• _Your objective_
Return verbatim the lines of the material from the line containing "Robotics grasp planner here. Where is the cyclist's" up to and including its final line.

• _Excerpts from a detection dataset_

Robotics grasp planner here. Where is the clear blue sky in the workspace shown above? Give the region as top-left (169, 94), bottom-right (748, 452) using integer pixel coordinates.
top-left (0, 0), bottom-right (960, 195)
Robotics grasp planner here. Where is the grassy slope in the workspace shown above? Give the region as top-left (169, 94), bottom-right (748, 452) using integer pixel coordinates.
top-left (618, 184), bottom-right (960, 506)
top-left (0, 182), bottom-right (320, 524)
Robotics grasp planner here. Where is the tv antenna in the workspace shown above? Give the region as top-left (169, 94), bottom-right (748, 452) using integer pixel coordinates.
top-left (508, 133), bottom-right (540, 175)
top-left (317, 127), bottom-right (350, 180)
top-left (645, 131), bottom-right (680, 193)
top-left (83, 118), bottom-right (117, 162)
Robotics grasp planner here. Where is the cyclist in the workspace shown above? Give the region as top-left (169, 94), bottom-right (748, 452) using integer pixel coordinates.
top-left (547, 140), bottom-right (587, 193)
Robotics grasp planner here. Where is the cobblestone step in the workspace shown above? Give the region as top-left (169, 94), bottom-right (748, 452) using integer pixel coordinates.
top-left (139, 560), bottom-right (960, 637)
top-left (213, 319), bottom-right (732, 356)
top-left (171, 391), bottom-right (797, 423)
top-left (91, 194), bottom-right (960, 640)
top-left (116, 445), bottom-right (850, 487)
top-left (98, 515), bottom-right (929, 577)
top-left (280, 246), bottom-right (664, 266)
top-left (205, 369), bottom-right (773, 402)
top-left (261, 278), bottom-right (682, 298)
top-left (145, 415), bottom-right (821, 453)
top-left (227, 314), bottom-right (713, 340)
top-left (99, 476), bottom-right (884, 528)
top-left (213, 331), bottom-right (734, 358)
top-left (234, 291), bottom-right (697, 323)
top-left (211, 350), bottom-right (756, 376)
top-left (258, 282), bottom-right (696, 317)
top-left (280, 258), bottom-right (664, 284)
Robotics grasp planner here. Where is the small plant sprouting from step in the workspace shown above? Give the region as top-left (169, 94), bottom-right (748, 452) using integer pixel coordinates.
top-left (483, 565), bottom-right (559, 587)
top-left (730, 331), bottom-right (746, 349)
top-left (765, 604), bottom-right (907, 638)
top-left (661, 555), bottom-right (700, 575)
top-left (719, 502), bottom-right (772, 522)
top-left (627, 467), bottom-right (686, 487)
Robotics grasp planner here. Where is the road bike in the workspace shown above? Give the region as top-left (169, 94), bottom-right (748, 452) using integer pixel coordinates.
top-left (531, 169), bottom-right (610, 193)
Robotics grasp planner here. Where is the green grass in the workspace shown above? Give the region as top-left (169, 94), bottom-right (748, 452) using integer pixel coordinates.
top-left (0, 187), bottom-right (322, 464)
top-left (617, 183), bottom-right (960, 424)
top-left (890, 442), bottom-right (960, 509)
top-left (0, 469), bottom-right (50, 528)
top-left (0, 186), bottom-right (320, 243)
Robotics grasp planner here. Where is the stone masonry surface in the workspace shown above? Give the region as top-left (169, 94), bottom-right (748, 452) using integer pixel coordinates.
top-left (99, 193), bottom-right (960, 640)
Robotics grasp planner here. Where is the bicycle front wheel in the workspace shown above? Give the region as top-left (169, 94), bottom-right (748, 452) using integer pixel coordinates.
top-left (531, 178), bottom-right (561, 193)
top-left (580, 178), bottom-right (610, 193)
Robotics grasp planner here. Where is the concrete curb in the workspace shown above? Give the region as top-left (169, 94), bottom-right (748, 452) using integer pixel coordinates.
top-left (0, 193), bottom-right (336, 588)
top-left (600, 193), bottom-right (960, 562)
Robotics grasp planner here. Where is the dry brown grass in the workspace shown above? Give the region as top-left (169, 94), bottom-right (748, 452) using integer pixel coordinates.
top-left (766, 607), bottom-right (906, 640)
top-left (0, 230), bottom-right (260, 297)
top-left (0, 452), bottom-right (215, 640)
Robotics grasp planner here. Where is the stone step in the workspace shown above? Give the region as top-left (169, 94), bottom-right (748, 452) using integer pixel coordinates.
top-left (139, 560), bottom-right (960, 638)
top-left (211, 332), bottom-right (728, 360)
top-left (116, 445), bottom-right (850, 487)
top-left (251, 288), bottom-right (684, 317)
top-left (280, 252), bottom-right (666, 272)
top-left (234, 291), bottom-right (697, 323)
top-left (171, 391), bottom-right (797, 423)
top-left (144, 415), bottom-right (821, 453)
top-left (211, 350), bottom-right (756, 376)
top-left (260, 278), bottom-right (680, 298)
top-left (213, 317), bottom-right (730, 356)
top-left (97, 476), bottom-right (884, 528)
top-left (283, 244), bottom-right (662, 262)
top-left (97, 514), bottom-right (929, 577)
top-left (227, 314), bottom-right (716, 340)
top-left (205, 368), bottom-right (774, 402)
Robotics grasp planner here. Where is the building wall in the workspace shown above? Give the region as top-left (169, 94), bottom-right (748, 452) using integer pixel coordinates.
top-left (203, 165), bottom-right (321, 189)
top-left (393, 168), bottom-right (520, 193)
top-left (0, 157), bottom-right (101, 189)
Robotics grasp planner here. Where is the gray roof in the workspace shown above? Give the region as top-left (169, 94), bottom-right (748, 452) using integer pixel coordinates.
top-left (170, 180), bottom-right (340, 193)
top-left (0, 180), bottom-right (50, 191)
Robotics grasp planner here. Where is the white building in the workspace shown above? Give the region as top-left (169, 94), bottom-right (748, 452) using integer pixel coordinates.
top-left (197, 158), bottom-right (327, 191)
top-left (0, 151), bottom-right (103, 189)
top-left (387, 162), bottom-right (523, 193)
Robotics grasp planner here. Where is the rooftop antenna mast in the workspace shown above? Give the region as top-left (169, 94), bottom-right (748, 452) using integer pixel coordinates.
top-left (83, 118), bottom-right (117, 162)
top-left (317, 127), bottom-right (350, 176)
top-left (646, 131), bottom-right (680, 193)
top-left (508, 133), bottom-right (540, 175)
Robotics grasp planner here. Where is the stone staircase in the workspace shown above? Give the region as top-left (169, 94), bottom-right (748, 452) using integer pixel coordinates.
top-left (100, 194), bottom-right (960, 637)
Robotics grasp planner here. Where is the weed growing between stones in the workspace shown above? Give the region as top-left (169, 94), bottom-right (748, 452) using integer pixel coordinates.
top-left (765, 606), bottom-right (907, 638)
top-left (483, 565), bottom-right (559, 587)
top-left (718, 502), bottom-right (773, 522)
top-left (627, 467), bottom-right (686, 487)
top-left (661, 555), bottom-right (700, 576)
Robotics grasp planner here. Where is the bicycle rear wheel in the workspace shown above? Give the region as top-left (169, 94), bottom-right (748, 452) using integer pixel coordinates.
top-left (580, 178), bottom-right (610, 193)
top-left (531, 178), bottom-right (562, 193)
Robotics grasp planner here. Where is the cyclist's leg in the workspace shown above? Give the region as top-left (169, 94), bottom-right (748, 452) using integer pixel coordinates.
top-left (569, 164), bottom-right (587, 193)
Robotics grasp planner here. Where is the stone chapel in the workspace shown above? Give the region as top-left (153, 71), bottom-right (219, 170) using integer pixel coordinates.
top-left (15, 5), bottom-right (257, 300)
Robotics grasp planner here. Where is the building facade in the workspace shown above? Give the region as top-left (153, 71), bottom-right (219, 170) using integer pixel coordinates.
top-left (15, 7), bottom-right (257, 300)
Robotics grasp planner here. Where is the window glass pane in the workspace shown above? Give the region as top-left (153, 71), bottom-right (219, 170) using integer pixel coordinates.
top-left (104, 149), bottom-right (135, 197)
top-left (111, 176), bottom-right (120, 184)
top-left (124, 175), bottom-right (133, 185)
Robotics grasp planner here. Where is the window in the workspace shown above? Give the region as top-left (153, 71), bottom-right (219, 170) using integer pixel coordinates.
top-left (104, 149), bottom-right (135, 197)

• _Answer_
Robotics grasp planner here. Where is the cyclist's leg in the workspace shown above? Give the region as top-left (169, 94), bottom-right (748, 452) using integer pixel coordinates.
top-left (569, 164), bottom-right (587, 193)
Robotics grasp planner here. Where is the stone chapel in the workspace shown above? Give the region as top-left (153, 71), bottom-right (219, 170) using integer pixel coordinates.
top-left (15, 5), bottom-right (257, 300)
Robotics grasp planner here. Where is the building facade in the workspace shown above? Give the region as top-left (153, 71), bottom-right (219, 170) using integer pixel coordinates.
top-left (15, 7), bottom-right (257, 300)
Robotics grasp planner here. Where is the window glass pane in the workspace shown above? Give the region as top-left (153, 71), bottom-right (219, 170) using integer pixel coordinates.
top-left (104, 149), bottom-right (135, 197)
top-left (111, 176), bottom-right (120, 184)
top-left (124, 175), bottom-right (133, 185)
Robotics grasp planner here. Where is the window in the workspace shown above? Give the region as top-left (153, 71), bottom-right (219, 170) using integer pixel coordinates.
top-left (104, 149), bottom-right (135, 197)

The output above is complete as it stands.